◆ **Brief A**
Update the records, starting at the line that has "Task: locate the white surface" and stopping after the line that has "pixel 314 81". Replace "marker" with "point" and leave everything else the same.

Showing posts with label Paul Paulfield news. Show all posts
Showing posts with label Paul Paulfield news. Show all posts

December 5, 2010

First Bogoba Hired



Venton Bogoba, a member of the prominent Bogoba family, has been hired as staff waver. Bogoba will be responsible for waving at passing motorists, floral arrangements and new staff banister, Don Menkley.

The Bogoba File

Age: N/A
Family: pine cone (Dwayne), marble (Betsy), daughter (Pinecone)
Military history:

1984-1986: soldier in the War of Many Salads. Wounded by cabbage schrapnel and received honorable discharge in May, 1986.

1988: captain of the 7th infantry in Pinch War of '88. Had eleven pinches in Mexico City (June, 1988)

1996-2006: lieutenant in United States giant ear core. Fought in several conflicts, including the Battle to Maintain Paul Paulfield's Hairpiece and the Asparagus Misunderstandings of '03. Retired from military service in December, 2006.

Work experience:

1972-1975: Salesman at Hank's Bait & Tackle Shop. Fired, January, 1975 for improper use of a dip bait.

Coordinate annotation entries
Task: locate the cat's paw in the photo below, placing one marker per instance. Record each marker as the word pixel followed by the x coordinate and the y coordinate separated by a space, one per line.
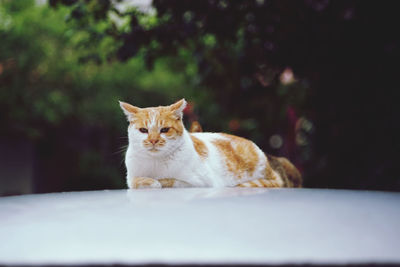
pixel 145 182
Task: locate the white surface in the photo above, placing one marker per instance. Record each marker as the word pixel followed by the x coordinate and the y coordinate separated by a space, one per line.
pixel 231 225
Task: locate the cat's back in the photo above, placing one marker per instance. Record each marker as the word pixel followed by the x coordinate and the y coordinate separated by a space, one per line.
pixel 230 156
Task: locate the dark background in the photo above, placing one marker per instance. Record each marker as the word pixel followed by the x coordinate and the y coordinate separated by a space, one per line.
pixel 314 81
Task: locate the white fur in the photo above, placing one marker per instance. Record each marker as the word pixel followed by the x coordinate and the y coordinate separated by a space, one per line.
pixel 178 159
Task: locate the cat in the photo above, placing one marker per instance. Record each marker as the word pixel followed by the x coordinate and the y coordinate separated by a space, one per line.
pixel 162 153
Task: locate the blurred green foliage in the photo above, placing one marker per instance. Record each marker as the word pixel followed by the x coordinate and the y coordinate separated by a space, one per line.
pixel 54 94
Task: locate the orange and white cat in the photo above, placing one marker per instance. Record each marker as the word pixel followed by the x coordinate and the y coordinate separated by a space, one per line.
pixel 162 153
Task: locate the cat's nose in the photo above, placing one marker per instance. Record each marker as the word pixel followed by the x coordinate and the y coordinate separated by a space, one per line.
pixel 153 141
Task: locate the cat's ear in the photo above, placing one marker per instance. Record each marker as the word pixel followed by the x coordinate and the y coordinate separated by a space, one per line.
pixel 178 108
pixel 129 110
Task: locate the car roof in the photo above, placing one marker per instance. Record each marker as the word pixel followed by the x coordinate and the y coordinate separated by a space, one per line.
pixel 201 226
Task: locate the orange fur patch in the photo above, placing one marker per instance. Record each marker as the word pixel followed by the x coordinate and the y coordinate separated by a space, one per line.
pixel 195 127
pixel 239 153
pixel 142 182
pixel 199 146
pixel 289 174
pixel 262 182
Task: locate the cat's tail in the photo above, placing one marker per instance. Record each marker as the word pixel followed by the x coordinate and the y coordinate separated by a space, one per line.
pixel 289 173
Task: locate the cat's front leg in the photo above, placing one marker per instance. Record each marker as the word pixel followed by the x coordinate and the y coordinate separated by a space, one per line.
pixel 172 182
pixel 144 182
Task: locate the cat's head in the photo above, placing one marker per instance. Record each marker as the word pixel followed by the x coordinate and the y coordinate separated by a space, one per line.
pixel 156 130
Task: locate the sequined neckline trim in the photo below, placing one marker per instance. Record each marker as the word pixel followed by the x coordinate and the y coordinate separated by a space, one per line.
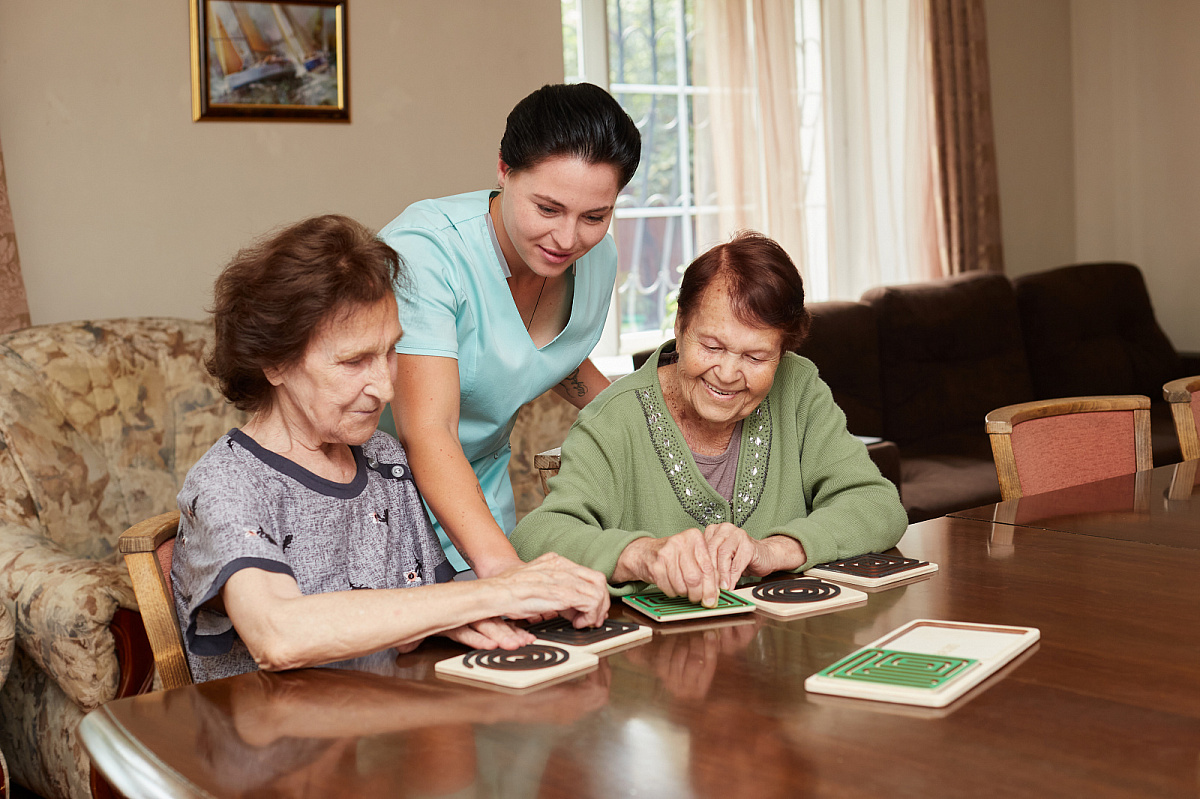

◆ **Brief B**
In the post about the first Bogoba hire, what position was Venton Bogoba hired for?

◆ **Exercise answer A**
Task: locate the white surface in the photo above, placing one point per instance. Record each point as the word pixel followed by the x coordinate and the y coordinate separated by a space, one per line.
pixel 231 225
Task: locate the cat's back in the photo above, placing one point per instance. Record each point as the word pixel followed by the x coordinate and the y coordinate separated by a space, one per line.
pixel 230 156
Task: locate the dark background in the photo above, placing one point per instance. Record each point as the word pixel followed by the x coordinate and the y coordinate separated by a space, one per line.
pixel 314 81

◆ **Exercise answer B**
Staff waver.